**** INFORMATION SHOWN ****
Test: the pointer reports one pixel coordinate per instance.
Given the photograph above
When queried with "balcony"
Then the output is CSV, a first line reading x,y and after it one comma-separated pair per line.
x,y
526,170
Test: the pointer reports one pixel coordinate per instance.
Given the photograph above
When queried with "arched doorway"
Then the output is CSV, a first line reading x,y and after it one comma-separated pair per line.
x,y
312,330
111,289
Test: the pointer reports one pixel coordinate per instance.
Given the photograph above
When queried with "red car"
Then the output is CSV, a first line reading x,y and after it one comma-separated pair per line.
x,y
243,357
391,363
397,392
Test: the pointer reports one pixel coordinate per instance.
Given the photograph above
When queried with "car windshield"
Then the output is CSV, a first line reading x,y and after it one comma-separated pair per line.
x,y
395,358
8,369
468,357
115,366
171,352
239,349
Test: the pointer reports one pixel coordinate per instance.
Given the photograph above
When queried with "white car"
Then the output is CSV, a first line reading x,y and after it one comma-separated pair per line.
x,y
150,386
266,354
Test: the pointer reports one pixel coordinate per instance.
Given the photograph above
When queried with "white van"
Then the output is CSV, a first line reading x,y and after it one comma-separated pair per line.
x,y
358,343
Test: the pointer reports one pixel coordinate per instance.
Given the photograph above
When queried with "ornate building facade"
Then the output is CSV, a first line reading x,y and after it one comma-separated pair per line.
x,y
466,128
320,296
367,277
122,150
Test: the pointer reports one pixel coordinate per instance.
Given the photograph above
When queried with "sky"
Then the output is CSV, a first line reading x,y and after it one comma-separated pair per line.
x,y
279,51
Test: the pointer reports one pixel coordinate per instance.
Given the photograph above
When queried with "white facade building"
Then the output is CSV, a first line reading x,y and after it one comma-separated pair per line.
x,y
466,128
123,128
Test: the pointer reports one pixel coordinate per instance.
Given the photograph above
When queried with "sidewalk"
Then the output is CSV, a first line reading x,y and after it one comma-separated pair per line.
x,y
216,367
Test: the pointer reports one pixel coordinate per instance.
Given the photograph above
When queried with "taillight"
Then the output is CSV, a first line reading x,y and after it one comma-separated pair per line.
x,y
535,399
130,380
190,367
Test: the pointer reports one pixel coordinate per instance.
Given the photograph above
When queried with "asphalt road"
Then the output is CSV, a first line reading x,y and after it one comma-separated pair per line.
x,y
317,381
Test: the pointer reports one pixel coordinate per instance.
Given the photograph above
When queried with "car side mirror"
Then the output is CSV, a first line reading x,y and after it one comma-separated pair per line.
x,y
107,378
****
[YOUR INSTRUCTIONS]: Reproduce the records above exactly as they appear.

[THE RESULT]:
Test: the pointer reports one pixel coordinate per instance.
Given the photograph above
When queried with "balcony"
Then the output is CSV, a first line reading x,y and after it one comma-separated pair per line.
x,y
526,170
Test: the pointer reports one pixel coordinate per instance.
Given the photograph above
When queried with "arched doorway"
Then the output is CSV, a first line reading x,y and after it one comma-separated pair per line.
x,y
312,330
111,289
Test: the pointer reports one pixel coordinate per instance.
Given the photograph above
When queried with "red car"
Then the output is CSV, a first line reading x,y and after it one comma-separated pair per line.
x,y
243,357
391,363
397,392
Test: the pointer reports one pixel coordinate per instance.
Given the photograph above
When queried with "car windshield"
Then the output is CSV, a first line reading x,y and after it one comma-separated pair per line.
x,y
395,358
8,369
468,357
115,366
171,352
239,349
Test: the pointer reports one pixel coordinate per instance.
Given the photograph above
When queried with "white car"
Then the output is CSV, a first line reading x,y and after it one comma-separated pair per line.
x,y
150,386
266,354
Test: the pointer reports one pixel coordinate per instance.
Given the photograph above
When queried with "white van"
Then the output is CSV, a first line reading x,y and after it one comma-separated pair per line.
x,y
358,343
Test: the pointer reports one pixel coordinate per instance.
Given the photograph above
When queried with "ornate building facade"
Then the output is CSV, a first line reading x,y and after it one comma-separated pair per line.
x,y
466,128
320,296
367,277
122,150
Test: the pointer reports one pixel coordinate per instance.
Given the photograph above
When queried with "sky"
Then the output is CSV, a first line reading x,y and after it one comma-separated pair per line.
x,y
279,51
Test: the pointer reports one pixel coordinate per instance.
Given the photograph above
When queried with "white facade building"
Then the output is CSV, a first line reading x,y and after it one comma-separated pair per line.
x,y
466,128
123,128
Test: the pointer reports one pixel coordinate per instance.
Given the photograph above
When queried with "sidewalk"
Then the output is CSV, a first line reading x,y and after it one comma-separated pair per line.
x,y
216,367
Test: the pointer reports one pixel coordinate per instance.
Given the photograph above
When queried with "taillight"
Then the output is CSV, a first line reading x,y and after it one comma-separated pair per line.
x,y
535,399
130,380
190,367
Test: the pointer reports one pixel coordinate per instance.
Given the photograph above
When queried with "asphalt road"
Then the output is CSV, a first line reading x,y and after it one comma-separated pair per line.
x,y
317,381
Test: the pointer reports one pixel coordinate per instance.
Given the photograph above
When queried with "car side mirror"
Then the output is CSV, a first line reading x,y and after it one comma-separated pair per line.
x,y
107,378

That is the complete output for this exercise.